### STATED PROBLEM
Add 67 to every pixel coordinate in the answers, and write out all the lines of the items from the very first one through the line containing "x=455, y=172", including the requests. Leave the pictures out.
....
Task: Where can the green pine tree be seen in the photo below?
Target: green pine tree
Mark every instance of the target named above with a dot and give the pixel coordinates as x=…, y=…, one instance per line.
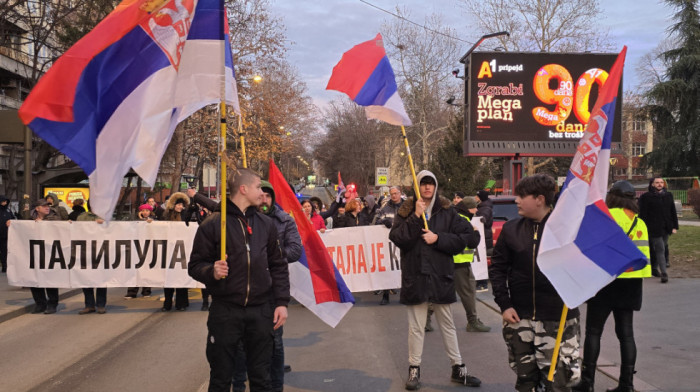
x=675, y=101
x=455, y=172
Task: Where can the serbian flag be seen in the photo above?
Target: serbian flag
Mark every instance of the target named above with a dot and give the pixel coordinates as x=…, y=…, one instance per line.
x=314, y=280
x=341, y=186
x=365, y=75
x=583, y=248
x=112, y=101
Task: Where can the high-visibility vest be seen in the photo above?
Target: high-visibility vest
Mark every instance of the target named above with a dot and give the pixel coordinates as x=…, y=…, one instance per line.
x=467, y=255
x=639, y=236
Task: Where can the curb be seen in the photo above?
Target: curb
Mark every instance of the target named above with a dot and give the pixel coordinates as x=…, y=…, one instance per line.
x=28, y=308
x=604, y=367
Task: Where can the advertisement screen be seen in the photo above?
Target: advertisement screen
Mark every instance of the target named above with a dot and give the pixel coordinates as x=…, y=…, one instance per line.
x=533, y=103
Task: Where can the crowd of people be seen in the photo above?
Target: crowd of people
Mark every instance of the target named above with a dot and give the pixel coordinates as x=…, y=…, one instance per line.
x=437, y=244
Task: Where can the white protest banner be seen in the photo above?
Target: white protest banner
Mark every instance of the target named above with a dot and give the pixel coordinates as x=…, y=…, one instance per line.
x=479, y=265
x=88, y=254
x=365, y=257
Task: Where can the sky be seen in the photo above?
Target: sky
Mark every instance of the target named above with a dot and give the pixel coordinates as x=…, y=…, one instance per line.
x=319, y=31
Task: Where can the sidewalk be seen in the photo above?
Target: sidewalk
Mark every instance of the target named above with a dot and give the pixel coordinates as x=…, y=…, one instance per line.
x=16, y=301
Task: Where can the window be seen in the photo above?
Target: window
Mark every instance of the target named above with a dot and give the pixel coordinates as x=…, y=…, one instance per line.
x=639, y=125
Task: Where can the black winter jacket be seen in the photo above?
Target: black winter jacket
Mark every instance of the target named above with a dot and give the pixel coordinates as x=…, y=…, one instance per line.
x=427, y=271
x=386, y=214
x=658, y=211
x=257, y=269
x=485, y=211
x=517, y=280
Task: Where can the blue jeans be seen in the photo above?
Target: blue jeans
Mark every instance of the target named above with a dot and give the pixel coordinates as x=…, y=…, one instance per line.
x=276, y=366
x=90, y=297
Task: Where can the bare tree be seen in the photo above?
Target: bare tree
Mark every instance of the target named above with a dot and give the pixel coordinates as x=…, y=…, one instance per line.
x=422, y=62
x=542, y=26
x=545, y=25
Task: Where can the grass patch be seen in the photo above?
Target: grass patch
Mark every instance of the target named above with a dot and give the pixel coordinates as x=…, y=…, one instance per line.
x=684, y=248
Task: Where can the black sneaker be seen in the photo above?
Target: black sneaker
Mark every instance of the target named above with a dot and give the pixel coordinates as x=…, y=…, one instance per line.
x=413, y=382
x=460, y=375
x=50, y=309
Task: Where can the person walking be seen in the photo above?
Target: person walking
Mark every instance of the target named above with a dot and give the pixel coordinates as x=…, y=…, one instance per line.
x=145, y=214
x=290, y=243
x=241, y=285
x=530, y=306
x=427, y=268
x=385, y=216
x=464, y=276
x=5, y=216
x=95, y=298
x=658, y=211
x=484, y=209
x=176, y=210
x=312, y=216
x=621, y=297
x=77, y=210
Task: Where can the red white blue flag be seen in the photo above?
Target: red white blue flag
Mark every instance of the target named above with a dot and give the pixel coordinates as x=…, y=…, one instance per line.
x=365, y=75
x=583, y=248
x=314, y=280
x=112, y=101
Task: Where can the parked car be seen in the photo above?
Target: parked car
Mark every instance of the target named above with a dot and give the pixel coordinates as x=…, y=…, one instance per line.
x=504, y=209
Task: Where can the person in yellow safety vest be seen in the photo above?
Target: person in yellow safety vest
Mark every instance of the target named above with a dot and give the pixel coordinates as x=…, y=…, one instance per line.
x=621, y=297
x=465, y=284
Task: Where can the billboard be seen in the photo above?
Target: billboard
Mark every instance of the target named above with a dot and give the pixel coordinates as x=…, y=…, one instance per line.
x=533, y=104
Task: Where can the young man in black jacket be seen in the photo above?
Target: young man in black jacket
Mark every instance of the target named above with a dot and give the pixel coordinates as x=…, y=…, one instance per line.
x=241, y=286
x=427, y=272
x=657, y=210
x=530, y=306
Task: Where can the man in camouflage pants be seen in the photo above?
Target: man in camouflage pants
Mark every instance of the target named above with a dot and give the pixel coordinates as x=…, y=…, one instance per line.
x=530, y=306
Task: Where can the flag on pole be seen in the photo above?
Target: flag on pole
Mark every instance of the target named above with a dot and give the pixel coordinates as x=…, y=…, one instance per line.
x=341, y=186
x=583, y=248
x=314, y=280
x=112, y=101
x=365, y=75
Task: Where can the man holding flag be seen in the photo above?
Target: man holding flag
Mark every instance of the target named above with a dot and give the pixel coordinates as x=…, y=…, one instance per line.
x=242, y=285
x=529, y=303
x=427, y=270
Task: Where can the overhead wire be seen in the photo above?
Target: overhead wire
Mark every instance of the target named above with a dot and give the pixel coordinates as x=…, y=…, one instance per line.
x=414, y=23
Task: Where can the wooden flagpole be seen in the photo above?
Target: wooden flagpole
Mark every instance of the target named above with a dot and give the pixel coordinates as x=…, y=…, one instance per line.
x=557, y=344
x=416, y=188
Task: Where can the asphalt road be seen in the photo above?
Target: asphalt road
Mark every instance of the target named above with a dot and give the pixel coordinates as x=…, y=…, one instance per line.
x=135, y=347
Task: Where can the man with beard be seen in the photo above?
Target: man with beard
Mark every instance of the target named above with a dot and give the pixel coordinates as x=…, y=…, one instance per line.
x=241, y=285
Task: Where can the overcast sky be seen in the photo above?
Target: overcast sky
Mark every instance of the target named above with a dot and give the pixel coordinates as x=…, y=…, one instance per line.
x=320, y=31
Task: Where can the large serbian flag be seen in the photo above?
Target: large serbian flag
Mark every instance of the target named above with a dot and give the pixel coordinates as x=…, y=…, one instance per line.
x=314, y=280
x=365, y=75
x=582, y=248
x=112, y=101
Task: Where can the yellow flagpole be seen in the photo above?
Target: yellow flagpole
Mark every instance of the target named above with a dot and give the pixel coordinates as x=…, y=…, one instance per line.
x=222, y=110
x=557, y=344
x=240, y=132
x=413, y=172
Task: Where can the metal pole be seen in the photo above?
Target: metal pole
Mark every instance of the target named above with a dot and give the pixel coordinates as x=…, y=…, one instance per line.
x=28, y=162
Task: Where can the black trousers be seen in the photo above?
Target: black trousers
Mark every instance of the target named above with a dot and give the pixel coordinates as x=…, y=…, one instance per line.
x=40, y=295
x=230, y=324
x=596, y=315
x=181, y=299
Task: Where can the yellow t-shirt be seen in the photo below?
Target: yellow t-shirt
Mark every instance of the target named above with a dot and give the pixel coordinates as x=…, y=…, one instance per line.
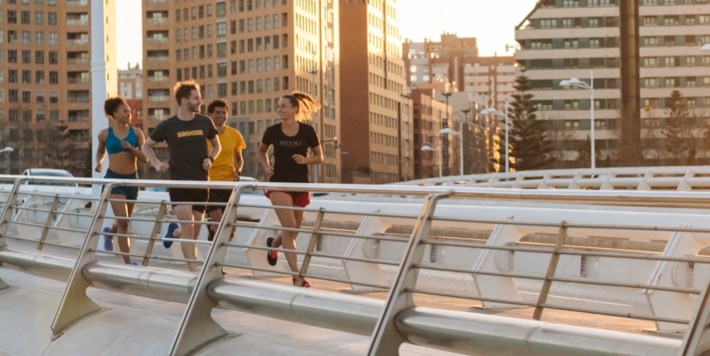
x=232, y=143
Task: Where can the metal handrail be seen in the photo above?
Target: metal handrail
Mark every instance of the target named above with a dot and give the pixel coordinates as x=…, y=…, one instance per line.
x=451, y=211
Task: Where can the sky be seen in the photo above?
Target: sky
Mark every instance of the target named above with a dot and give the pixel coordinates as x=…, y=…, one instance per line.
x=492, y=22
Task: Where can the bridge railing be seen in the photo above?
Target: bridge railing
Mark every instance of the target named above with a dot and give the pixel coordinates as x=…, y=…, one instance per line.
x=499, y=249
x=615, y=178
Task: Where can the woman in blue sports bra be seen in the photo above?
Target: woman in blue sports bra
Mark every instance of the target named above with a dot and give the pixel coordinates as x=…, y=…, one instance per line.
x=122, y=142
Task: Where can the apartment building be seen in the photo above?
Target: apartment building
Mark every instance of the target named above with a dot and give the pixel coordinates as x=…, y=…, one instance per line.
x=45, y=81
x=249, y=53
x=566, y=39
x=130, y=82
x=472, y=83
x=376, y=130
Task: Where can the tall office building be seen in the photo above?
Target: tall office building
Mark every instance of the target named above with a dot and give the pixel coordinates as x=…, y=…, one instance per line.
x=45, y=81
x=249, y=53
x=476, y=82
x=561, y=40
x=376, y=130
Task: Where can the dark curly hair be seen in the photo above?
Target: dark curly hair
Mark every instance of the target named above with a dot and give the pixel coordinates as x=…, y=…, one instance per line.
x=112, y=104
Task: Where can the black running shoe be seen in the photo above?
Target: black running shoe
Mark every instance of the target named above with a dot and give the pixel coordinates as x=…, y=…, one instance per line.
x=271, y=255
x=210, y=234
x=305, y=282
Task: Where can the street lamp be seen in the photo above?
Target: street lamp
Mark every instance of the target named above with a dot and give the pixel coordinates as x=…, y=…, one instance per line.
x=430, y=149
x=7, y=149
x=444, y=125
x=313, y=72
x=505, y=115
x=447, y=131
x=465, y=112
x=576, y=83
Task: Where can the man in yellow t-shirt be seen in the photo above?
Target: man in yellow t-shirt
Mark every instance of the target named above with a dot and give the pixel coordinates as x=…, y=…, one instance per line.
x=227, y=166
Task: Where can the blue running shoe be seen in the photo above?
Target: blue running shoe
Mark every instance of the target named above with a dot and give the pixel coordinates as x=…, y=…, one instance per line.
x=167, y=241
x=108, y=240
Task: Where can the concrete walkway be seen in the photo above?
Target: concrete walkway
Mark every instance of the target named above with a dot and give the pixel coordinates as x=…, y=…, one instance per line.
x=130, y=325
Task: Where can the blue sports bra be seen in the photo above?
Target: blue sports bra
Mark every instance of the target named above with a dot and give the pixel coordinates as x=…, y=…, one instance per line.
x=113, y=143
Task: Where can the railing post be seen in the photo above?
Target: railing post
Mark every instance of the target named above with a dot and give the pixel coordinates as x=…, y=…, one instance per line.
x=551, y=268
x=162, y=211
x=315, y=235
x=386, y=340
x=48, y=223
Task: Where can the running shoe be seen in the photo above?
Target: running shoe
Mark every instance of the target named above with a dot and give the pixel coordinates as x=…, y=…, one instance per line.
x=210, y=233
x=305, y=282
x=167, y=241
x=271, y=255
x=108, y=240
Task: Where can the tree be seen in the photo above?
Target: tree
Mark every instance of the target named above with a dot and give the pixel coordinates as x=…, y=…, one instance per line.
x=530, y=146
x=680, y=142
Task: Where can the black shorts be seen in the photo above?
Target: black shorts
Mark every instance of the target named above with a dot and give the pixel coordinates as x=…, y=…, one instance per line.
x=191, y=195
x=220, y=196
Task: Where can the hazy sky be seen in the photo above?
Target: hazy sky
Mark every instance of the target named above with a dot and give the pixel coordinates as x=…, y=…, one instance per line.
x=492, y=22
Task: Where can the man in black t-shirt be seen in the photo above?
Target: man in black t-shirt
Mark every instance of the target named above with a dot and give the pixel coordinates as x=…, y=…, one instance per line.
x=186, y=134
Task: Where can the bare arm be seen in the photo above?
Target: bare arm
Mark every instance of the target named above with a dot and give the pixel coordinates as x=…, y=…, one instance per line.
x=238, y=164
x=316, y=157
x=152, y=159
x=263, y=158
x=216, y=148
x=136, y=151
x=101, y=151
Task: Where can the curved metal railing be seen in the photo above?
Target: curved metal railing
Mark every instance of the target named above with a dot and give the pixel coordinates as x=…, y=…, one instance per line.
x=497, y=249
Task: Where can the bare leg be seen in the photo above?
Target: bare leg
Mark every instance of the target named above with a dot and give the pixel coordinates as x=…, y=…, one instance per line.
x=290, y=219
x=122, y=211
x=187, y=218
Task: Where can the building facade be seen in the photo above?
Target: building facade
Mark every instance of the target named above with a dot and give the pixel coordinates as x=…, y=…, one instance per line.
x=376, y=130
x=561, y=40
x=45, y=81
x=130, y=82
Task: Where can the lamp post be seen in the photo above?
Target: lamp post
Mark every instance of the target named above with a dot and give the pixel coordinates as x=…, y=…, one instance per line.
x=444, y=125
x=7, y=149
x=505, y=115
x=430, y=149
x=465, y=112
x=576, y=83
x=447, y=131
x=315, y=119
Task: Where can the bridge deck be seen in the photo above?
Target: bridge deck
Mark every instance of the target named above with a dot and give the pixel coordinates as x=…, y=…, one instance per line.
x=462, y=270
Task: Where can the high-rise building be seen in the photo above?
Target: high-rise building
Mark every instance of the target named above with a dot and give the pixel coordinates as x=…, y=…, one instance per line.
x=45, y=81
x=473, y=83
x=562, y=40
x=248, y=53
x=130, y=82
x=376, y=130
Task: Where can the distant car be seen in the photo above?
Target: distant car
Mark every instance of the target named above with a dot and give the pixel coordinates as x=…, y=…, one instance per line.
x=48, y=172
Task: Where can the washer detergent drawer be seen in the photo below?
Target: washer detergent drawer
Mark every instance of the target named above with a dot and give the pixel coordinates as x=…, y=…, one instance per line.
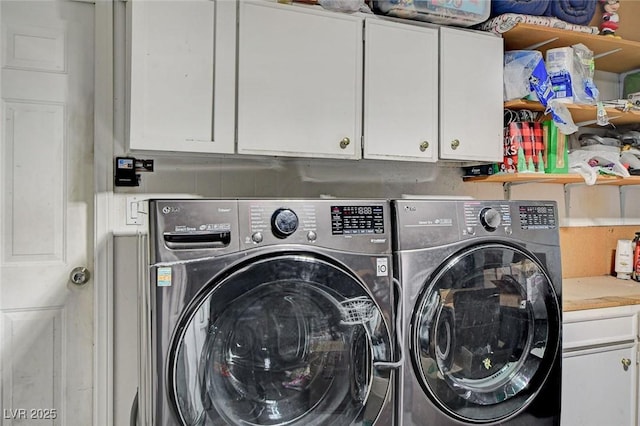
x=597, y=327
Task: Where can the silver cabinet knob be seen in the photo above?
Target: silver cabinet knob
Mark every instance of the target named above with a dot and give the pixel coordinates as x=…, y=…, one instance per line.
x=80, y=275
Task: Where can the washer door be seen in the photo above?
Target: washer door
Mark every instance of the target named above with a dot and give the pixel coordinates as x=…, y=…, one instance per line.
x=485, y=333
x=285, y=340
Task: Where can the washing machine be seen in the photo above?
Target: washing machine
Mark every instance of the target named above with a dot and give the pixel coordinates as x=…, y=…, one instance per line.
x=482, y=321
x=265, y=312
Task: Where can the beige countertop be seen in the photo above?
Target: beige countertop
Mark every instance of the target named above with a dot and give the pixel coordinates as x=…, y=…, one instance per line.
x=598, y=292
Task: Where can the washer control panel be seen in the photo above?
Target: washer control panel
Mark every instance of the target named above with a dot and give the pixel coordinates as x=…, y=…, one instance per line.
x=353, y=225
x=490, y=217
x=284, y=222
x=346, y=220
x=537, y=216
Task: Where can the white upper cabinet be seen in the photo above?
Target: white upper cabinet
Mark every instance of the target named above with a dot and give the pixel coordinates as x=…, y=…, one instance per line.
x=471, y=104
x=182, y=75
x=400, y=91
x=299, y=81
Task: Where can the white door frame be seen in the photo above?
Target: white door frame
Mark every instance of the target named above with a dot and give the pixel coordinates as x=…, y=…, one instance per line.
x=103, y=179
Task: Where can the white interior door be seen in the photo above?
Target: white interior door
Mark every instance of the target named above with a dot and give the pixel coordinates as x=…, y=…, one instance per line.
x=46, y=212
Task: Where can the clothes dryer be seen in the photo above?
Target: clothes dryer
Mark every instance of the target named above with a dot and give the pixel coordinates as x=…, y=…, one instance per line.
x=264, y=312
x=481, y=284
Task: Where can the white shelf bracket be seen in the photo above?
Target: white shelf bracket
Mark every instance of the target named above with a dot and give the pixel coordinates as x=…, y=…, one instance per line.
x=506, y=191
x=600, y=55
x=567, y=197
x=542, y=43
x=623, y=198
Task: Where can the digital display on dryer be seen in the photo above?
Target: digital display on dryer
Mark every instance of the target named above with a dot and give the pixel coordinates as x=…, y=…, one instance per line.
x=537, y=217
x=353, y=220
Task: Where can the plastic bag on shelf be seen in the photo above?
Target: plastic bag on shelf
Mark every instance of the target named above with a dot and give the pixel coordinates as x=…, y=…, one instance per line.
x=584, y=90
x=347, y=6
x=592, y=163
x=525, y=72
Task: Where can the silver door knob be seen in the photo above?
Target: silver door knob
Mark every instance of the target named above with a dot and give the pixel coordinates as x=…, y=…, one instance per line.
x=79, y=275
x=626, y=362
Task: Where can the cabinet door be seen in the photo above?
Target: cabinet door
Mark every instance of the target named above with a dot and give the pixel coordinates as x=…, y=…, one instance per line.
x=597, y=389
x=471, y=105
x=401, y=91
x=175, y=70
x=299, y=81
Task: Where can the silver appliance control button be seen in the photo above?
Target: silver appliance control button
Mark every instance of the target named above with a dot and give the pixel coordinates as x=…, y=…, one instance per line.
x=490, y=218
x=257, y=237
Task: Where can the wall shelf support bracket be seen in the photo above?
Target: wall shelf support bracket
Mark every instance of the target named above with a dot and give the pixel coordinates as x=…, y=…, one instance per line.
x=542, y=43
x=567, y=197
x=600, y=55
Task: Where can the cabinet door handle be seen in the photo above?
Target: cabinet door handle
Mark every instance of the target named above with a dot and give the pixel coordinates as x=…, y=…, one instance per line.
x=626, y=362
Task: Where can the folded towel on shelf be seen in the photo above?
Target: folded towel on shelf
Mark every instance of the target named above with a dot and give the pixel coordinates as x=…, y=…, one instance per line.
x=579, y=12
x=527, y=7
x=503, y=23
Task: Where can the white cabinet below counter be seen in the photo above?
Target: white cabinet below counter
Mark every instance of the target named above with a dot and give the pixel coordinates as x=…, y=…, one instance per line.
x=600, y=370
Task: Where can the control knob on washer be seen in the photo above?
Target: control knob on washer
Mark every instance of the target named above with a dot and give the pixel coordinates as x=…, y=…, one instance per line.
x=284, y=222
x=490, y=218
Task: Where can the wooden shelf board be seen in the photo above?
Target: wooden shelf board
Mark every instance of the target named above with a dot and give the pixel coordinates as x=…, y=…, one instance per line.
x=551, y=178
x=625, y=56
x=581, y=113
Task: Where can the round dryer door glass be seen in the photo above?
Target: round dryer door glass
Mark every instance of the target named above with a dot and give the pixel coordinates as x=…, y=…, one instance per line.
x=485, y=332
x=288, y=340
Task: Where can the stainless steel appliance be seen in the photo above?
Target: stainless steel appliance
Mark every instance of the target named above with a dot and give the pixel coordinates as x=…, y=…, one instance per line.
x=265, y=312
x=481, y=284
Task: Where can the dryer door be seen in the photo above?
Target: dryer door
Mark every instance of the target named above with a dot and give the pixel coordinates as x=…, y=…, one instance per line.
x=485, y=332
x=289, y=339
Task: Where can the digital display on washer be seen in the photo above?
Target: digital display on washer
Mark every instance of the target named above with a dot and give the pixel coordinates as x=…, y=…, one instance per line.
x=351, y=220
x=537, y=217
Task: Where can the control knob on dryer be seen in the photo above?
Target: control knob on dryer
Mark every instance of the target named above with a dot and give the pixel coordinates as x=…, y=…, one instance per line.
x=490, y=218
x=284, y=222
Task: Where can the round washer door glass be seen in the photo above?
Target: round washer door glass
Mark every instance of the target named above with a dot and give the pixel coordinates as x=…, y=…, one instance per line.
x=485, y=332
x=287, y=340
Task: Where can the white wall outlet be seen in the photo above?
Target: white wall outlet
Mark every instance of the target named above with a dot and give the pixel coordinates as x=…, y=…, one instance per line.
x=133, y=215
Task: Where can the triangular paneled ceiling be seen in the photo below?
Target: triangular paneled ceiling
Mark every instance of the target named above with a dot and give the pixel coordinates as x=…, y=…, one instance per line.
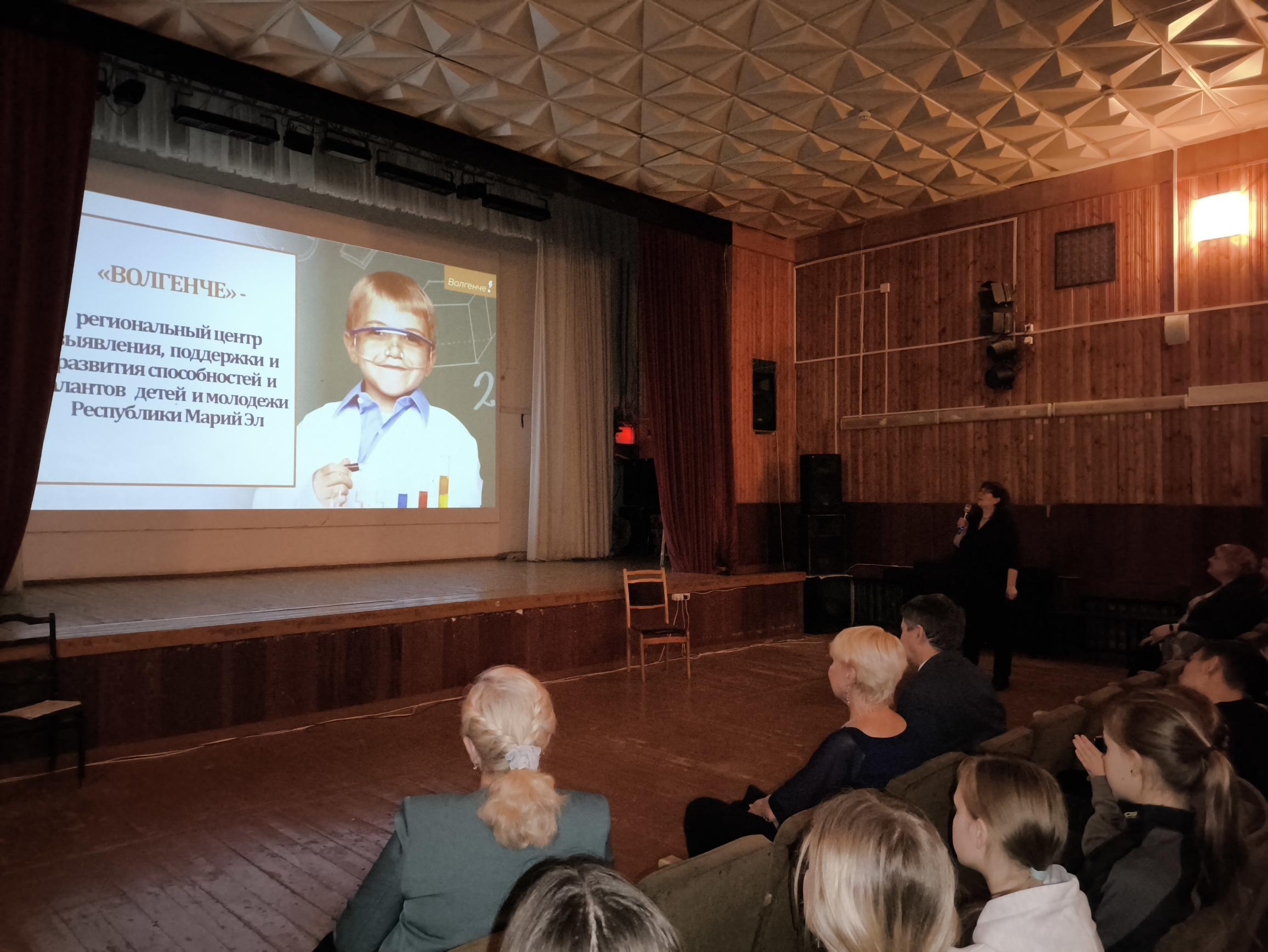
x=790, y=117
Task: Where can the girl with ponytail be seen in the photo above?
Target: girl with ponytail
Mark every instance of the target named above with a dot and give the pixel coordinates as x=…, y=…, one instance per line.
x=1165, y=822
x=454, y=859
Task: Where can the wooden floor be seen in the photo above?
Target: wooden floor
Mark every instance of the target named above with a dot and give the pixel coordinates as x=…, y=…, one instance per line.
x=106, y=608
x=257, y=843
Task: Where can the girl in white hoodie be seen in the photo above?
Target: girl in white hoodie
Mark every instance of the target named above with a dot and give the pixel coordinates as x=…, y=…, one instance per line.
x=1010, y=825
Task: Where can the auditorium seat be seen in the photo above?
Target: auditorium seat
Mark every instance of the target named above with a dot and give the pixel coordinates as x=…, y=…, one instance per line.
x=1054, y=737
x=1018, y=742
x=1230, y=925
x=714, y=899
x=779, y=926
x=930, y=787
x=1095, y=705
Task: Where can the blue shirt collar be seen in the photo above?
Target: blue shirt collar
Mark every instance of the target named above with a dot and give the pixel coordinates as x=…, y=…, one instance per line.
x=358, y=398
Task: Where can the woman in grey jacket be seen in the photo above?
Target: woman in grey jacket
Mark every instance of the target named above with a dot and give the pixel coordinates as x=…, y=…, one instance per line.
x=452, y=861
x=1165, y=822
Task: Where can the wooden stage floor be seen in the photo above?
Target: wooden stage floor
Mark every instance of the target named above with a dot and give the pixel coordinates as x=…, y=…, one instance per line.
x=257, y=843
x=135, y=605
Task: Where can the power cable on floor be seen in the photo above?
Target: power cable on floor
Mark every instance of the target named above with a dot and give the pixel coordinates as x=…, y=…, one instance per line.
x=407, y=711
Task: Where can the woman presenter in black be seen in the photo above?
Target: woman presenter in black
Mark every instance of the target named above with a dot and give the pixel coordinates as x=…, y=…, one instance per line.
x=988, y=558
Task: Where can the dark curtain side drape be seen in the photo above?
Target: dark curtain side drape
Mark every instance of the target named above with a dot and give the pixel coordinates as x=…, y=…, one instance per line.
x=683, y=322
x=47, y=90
....
### EXPECTED OUTPUT
Task: Where can the green pine tree be seen in the photo below?
Target: green pine tree
Mark every instance of the target named above with a dot and give the pixel coordinates as x=…, y=…, one instance per line.
x=742, y=168
x=522, y=239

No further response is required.